*** Supplied text Section Begins ***

For one thing, Jack doesn’t really listen when Jill talks about her hurts. He’s immediately angry and defensive, because she’s being inaccurate, unfair, and unreasonable. In his head, he sizes up her hurts and judges them, and then (ironically) he feels judged! This messes up his emotional equilibrium and calls forth evasive measures and/or aggressive countermeasures.

Jill pretty much reciprocates when Jack starts talking about his hurts. Soon neither can talk about any hurts without starting a shouting match, so both parties retreat and fume. End of round one.

Cue round two. Jill again starts talking about her hurts, this time with feeling.

Jill has a way of talking about her hurts that drips judgment. She doesn’t really talk about what’s going on in her heart and head; she talks about what Jack has done, thought, felt, and intended. If he tries to explain, she doesn’t want to hear it. She’s not looking for a way to extend grace to him; she’s looking for a way to make him hurt as much as she does; and if he doesn’t hurt, this messes up her emotional equilibrium and calls forth evasive measures and/or aggressive countermeasures. You already know how Jack responds to such measures. End of round two.

The problem in this marriage isn’t the hurts. Hurts are no big deal, actually. They can be quickly resolved if hearts are right. The problem is that Jack and Jill can’t talk constructively about their respective hurts, the reason being . . . they’re not nearly self-focused enough.

If Jack had a better grip on the fact that God is sovereign and Jack isn’t, he would be able to listen to Jill’s hurts knowing that God, not Jill, is his Judge; this would enable him to listen to her without insecurity and reaction (his self-understanding would regulate his responses to her). He would also know that Jill’s Healer is God, not Jack; and freed from the burden of needing to fix Jill, he could simply care for her. He would also realize that, not being God, he really has very little idea what’s going on inside of Jill, and since Jill is the only one who can tell him, he’d do well to shut up and really listen before he tries to respond. In short, if Jack were more self-aware and less delusional, he would be a better listener and a better husband.

*** Supplied text Section Ends ***
*** Data extract Section Begins ***

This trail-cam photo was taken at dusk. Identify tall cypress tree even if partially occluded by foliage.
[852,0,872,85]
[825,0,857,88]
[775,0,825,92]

*** Data extract Section Ends ***

### Tasks and exercises
1 > Rewrite the paragraph of the passage about Jack and Jill that begins "Jill has a way of talking" as a short list, keeping its main facts.
2 > Answer these questions from the passage about Jack and Jill:
(a) What does Jack do with Jill's hurts in his head?
(b) What do both parties do once neither can talk about hurts without a shouting match?
(c) Who is Jill's Healer?
3 > Carry on the passage about Jack and Jill from the point where it stops.
The lines take no part in this work.

### Outputs by task
1 >
- Jill talks about her hurts in a way that drips judgment.
- She does not really talk about what is going on in her own heart and head. Instead, she talks about what Jack has done, thought, felt, and intended.
- She does not want to hear Jack's explanations.
- She is not looking for a way to extend grace to him. She wants him to hurt as much as she does.
- If he doesn't hurt, her emotional equilibrium is upset, and this calls forth evasive measures and/or aggressive countermeasures.
- Jack responds to these measures in the way already described, which ends round two.

2 >
(a) He sizes them up and judges them.
(b) They retreat and fume.
(c) God is Jill's Healer.

3 >
Likewise with Jill: if she had a better grip on the sovereignty of God, she would know that she can’t read Jack’s heart, mind, or motives; and she would spend more time explaining what she has thought and felt rather than judging what he has done, thought, felt, and intended. She would be a better communicator and a better wife.

A passage from Edwin Friedman’s Failure of Nerve (pp. 62–63) speaks to all of this:

Members of chronically anxious families will be quick to interrupt one another, if not to jump in and complete one another’s sentences, and they are constantly taking and making things “personal.” Communication is marked more by diagnostic or labeling “you” positions rather than by self-defining “I” statements. Rather than saying, “This is what I believe,” “Here is how I perceive it,” “This is what I will do,” family members stay focused on the other: “You’re just like your mother.” “You’re a control freak.” “You’re insensitive, unfeeling, irrational, missing the point, or just don’t get it.” The family is thus easily “heated up” as feelings are confused with opinions. Those inclined to become hysterical and those inclined to be passive-aggressive will both find their tendencies promoted.

That’s the trouble with us, and it’s exactly how we’re not like Jesus. We don’t stay focused on our own hearts and actions (the only person God has told me to control, after all, is myself); we think we know what’s going on in other people’s hearts, and we really want to (and insanely think we can) control other people’s actions. Jesus wasn’t controlling in the way He related with people, and He was God; He really did know what was going on inside of them! What’s missing in our relational breakdowns is precisely the biblical “I-factor”: a clear understanding of what we are and what we’re not; and a resolute focus on doing our duty of love before God while trusting Him to take care of everything else.